____ Kutipan Teks

NTB memasuki puncak musim kemarau pada bulan September ini. Hal ini menyebabkan masyarakat di 70 kecamatan di NTB dilanda krisis air bersih. Meski demikian, penanganan kekeringan ini masih dilakukan pemerintah kabupaten/kota bersama unit pelaksana teknis Kementerian Pekerjaan Umum dan Penataan Ruang (PUPR) di NTB.
‘’Kekeringan sekarang ini masih ditangani sama kabupaten, Kementerian PUPR. BPBD NTB belum menyalurkan air bersih ke masyarakat yang terdampak, karena belum ada anggaran. Kalau permintaan pendistribusian air bersih setiap hari ada,’’ ungkap Kepala Pelaksana Badan Penanggulangan Bencana Daerah (BPBD) Provinsi NTB Ir. Ahmadi, S.P., menjawab Suara NTB akhir pekan kemarin.
Diakuinya, pihaknya belum bisa bergerak secara optimal dalam mengatasi masalah kekeringan, karena belum ada dukungan anggaran dari Bantuan Tidak Terduga (BTT) maupun Dana Siap Pakai (DSP). ‘’Itu yang membatasi gerakan kita, makanya Kementerian PUPR yang punya keluangan biaya operasional yang menangani dulu,’’ tambahnya.
Meski demikian, ungkapnya, Pemprov NTB melalui BPBD sebentar lagi akan menetapkan status tanggap darurat kekeringan. Dalam hal ini, pihaknya sedang mengajukan draf ke Biro Hukum Setda NTB untuk ditelaah
‘’Dengan ditetapkannya tanggap darurat, maka akan ada bantuan pendistribusian air bersih dari BTT dan DSP bagi wilayah yang dilanda kekeringan. Bantuan ini disalurkan karena kondisi semakin meningkat. Apapun kita harus berikan penanganan pembiayaan atau perhatian. Tanggap darurat itu sudah level tertinggi,’’ terangnya.
Mengenai daerah yang masuk kawasan kekeringan, akunya, ada sekitar 70 kecamatan di NTB, kecuali Kota Mataram yang tidak dilanda kekeringan. Kawasan ini selalu menjadi langganan kekeringan tiap tahun dan berlangsung dalam jangka waktu yang lama, yakni 4 bulan hingga 6 bulan.

________

**Latihan Singkat:** Tolong jelaskan dalam satu sampai tiga kalimat mengapa BPBD NTB belum menyalurkan air bersih kepada masyarakat terdampak menurut teks tentang kekeringan di NTB.

____ Cuplikan Catatan

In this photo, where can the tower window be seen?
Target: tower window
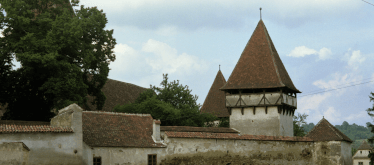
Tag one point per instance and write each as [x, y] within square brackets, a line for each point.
[152, 159]
[97, 160]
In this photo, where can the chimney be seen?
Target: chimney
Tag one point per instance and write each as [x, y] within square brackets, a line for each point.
[156, 130]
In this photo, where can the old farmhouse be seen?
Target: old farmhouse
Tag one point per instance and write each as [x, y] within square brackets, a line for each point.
[259, 98]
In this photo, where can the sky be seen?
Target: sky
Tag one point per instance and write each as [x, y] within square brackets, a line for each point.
[326, 47]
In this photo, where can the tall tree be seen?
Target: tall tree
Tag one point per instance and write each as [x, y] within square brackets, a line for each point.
[298, 121]
[64, 56]
[172, 103]
[371, 126]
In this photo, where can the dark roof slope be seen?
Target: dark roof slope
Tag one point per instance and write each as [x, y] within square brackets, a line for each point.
[259, 65]
[324, 131]
[198, 129]
[108, 129]
[215, 100]
[116, 92]
[364, 146]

________

**Hasil Latihan:** BPBD NTB belum menyalurkan air bersih karena belum ada anggaran, yakni belum ada dukungan dari Bantuan Tidak Terduga (BTT) maupun Dana Siap Pakai (DSP). Karena itu, penanganan sementara dilakukan oleh kabupaten dan Kementerian PUPR, yang memiliki keluangan biaya operasional.